__Page text__

Why it matters: Committee members said the current GA approach has not produced stable housing outcomes and that tens of millions are spent annually on hotel rooms without reversing rising homelessness. Proponents argued that a coordinated continuum would produce clearer prioritization, accountability and better access to evidence‑based programs.

Debate and concerns: Several members asked for concrete language and details. Speaker 6 said they would not support any transition that increased the number of unsheltered people and stated a fiduciary and ethical limit: "I am not sending a Vermonter to their death," demanding a clear plan that preserves a baseline shelter capacity during any phase‑out. Members pressed for (1) explicit transition timelines; (2) defined spending "buckets" so the legislature can specify how much funding goes to prevention, emergency shelter and rehousing; (3) municipal grant strategies to ensure rural access; and (4) clarity on who designates case managers and how HMIS participation would be required for community partners.

Capacity questions: The committee discussed statewide capacity and shortfalls. Speaker 1 said the state currently has about 649 shelter beds and that winter hotel usage fluctuates roughly between 1,214 and 1,500 placements, while Speaker 3 cited an estimate of roughly 4,500 people experiencing homelessness—figures members said underscore a substantial gap between need and current shelter capacity.

__Data block__

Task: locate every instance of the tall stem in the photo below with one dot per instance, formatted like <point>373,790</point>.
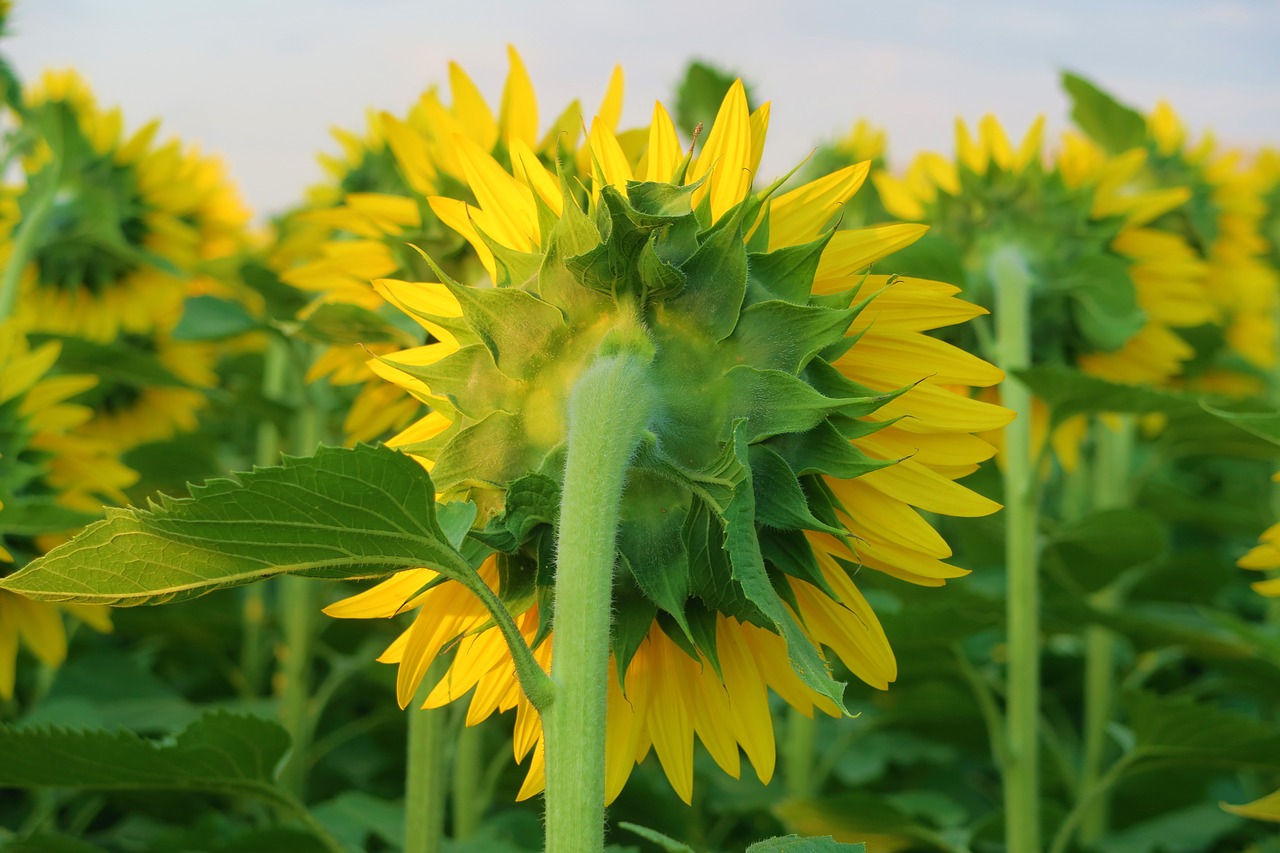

__Problems to solve__
a – Answer these from the homelessness committee summary:
(i) Roughly how much do committee members say is spent each year on hotel rooms?
(ii) What kind of transition did Speaker 6 say they would not support?
(iii) About how many shelter beds does Speaker 1 say the state currently has?
b – Quote the homelessness committee summary, beginning at the words "Capacity questions: The" and stopping after "current shelter capacity.".
c – Write the next part of the homelessness committee summary, picking up after its final sentence.
The material stands apart from the homelessness committee summary.

__Outputs by task__
a –
(i) Tens of millions.
(ii) Any transition that increased the number of unsheltered people.
(iii) About 649.

b –
Capacity questions: The committee discussed statewide capacity and shortfalls. Speaker 1 said the state currently has about 649 shelter beds and that winter hotel usage fluctuates roughly between 1,214 and 1,500 placements, while Speaker 3 cited an estimate of roughly 4,500 people experiencing homelessness—figures members said underscore a substantial gap between need and current shelter capacity.

c –
Implementation mechanics: The proposal described requiring Agency of Human Services grant recipients and designated service agencies to participate in HMIS for prioritization and tracking; establishing case management and navigation services for people in motels; and braiding federal and state funding and performance‑based contracting. Proponents see this as a way to improve follow‑up after people exit shelter and reduce returns to homelessness.

Equity and standards: Speaker 7 emphasized civil‑rights compliance and data transparency, referencing HUD definitions and citing compliance with the Fair Housing Act, ADA and Title VI as guiding principles for eligibility and prioritization.

Next steps: Speaker 1 said staff (Katie and committee staff) will draft bill language if the committee backs the concept and that the committee will review budget details with GCF and DCF at a follow‑up meeting to identify carry‑forward and FY26 funds and to define how appropriations would be structured across the continuum. No formal motion or vote was recorded during this discussion.

What remains unresolved: Committee members did not adopt statutory language at the meeting; key outstanding issues include the timeline and guardrails for transition from GA hotel placements, precise budget allocations for each continuum bucket, assurances that no one will be left unsheltered during the phase‑out, and the operational details for expanding HMIS participation across municipal and nonprofit partners.

The committee scheduled follow‑up budget review and drafting work and paused further formal action until members see proposed language and fiscal details.